WHAT TO DO:
(a) From the passage on children's wellbeing and the COVID-19 recovery, reproduce word for word the part starting with "Country leaders should" and going on through "for the better.".
(b) Carry on the passage about children's wellbeing and the COVID-19 recovery, picking up after its last sentence.

(Beginning of SOURCE TEXT)

Children's futures are at risk, especially those who are poor, female, disabled, Indigenous, from racial, ethnic, and sexual minorities, or are otherwise vulnerable in unequal societies. Among the children who make up more than half of the world's refugees, the shocks engendered by COVID-19 are especially dire. The UN Committee on the Rights of the Child warned that COVID-19 poses grave threats to children's rights, and the pandemic has been used as a pretext to circumvent laws and treaties designed to protect children—eg, the US order in March, 2020, that allows expulsion of unaccompanied children who are “from a country where a communicable disease exists”.

Our Commission showed that what is good for children is good for societies: investment in children's wellbeing provides benefits that are immediate, long term, and intergenerational. While the pandemic will strain public finances, there must be no return to the austerity policies that followed the 2008 financial crash, which escalated health and social crises in Europe and elsewhere. So far, countries' responses have focused on short-term business relief and social protection and not on the long-term recovery needed to create healthier and more equal societies.

Country leaders should put child health and wellbeing at the centre of recovery plans, include experts in children's issues in the relevant task forces and legislative working groups, engage their ministries to work together for children, and ask children and adolescents what changes they would like to see. Action for children also means action on the climate emergency. Enforced global shutdowns are projected to decrease carbon emissions by only 5·5% this year, at great cost to human life, showing how deeply humanity's relationship with the environment must change. Removal of fossil fuel subsidies, new taxes on carbon, and stimulus money can fund a child-centred recovery, transforming health systems and societies for the better.

(End of SOURCE TEXT)
(Beginning of ENTRIES PROVIDED)

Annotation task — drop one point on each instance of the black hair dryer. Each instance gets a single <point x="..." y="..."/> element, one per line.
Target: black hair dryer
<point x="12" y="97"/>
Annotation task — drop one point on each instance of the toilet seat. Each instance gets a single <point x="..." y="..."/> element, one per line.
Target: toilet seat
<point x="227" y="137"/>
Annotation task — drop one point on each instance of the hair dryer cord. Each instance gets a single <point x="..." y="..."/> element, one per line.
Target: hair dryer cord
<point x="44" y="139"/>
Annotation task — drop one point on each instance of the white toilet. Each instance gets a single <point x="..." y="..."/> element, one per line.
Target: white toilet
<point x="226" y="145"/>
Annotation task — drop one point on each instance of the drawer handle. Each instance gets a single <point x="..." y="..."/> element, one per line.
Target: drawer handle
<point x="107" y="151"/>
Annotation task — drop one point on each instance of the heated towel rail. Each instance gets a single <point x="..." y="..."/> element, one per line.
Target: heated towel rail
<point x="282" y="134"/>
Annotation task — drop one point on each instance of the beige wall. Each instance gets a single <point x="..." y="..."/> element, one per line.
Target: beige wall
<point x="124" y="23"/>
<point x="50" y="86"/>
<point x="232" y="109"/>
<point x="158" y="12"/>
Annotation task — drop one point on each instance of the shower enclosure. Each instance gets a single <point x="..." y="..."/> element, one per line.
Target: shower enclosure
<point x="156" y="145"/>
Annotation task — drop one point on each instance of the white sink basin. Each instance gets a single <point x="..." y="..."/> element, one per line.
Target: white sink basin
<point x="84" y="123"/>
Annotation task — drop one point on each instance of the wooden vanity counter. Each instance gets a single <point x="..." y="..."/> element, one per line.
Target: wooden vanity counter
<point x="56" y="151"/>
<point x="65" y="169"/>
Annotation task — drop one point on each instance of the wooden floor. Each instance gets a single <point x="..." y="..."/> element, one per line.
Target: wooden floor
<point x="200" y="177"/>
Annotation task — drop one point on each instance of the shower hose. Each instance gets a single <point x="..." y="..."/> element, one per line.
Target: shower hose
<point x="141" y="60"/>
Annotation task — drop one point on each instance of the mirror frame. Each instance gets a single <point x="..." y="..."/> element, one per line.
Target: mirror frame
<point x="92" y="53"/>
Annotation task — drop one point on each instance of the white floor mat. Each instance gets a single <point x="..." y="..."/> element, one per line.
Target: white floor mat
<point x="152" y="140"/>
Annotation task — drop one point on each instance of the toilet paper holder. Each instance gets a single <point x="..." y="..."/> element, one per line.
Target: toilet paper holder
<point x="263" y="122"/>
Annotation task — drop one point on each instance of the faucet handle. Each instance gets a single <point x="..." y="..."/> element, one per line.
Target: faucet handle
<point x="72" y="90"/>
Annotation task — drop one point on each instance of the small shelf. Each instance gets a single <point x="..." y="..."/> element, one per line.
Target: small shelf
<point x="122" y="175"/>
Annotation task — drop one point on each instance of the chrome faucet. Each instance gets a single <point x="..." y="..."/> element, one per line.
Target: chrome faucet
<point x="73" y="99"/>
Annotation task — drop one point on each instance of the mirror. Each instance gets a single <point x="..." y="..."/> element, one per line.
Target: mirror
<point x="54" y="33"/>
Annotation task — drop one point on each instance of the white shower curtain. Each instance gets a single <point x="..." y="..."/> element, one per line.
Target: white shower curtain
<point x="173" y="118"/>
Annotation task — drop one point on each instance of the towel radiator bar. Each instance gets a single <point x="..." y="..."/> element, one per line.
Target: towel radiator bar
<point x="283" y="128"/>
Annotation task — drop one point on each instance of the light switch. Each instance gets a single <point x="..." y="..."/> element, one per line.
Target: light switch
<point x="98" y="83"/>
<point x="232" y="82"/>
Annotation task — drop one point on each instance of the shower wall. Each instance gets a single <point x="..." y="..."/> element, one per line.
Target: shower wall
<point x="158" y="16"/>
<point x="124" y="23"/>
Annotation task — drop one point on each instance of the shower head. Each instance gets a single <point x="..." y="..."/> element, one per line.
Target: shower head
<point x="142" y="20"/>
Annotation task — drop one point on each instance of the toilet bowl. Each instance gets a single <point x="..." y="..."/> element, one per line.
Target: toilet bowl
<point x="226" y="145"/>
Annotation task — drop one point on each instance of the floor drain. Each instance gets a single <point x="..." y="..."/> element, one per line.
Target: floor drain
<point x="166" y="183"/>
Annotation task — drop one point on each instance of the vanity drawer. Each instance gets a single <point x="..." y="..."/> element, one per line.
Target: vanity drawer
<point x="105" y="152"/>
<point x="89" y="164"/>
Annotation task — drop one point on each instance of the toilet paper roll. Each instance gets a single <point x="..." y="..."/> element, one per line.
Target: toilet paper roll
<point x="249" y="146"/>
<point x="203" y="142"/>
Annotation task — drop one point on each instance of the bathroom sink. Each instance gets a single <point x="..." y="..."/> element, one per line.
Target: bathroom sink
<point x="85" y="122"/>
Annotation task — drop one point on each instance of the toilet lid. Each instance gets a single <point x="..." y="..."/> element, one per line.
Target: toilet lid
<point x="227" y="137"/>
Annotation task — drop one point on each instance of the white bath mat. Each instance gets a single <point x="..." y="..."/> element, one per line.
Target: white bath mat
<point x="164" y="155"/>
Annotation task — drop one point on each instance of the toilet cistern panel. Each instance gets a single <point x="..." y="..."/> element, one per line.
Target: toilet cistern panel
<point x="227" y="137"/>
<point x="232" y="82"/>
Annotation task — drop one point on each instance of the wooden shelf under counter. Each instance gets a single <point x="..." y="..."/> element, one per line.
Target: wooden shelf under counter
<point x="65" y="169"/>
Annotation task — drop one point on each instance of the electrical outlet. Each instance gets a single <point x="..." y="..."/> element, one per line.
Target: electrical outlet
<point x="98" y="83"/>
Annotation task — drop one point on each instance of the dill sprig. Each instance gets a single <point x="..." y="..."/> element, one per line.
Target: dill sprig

(End of ENTRIES PROVIDED)

SET OF ANSWERS:
(a)
Country leaders should put child health and wellbeing at the centre of recovery plans, include experts in children's issues in the relevant task forces and legislative working groups, engage their ministries to work together for children, and ask children and adolescents what changes they would like to see. Action for children also means action on the climate emergency. Enforced global shutdowns are projected to decrease carbon emissions by only 5·5% this year, at great cost to human life, showing how deeply humanity's relationship with the environment must change. Removal of fossil fuel subsidies, new taxes on carbon, and stimulus money can fund a child-centred recovery, transforming health systems and societies for the better.

(b)
The pandemic's effects have underscored the necessity for coordination across sectors and with communities. The breadth and speed of implementation of multisectoral social protection measures prompted by COVID-19 show what is possible—as do the communities mobilising to care for each other. Local governments are well placed to implement a child-centred agenda, with mayors of dozens of major cities warning there can be no return to ”business as usual”. Putting children at the centre implies radical change: redesigning neighbourhoods to give children spaces to play, valuing care work and ensuring families have time and resources to raise children, ensuring sustainable food systems to nourish growing bodies, and passing on a healthy planet for children to inherit.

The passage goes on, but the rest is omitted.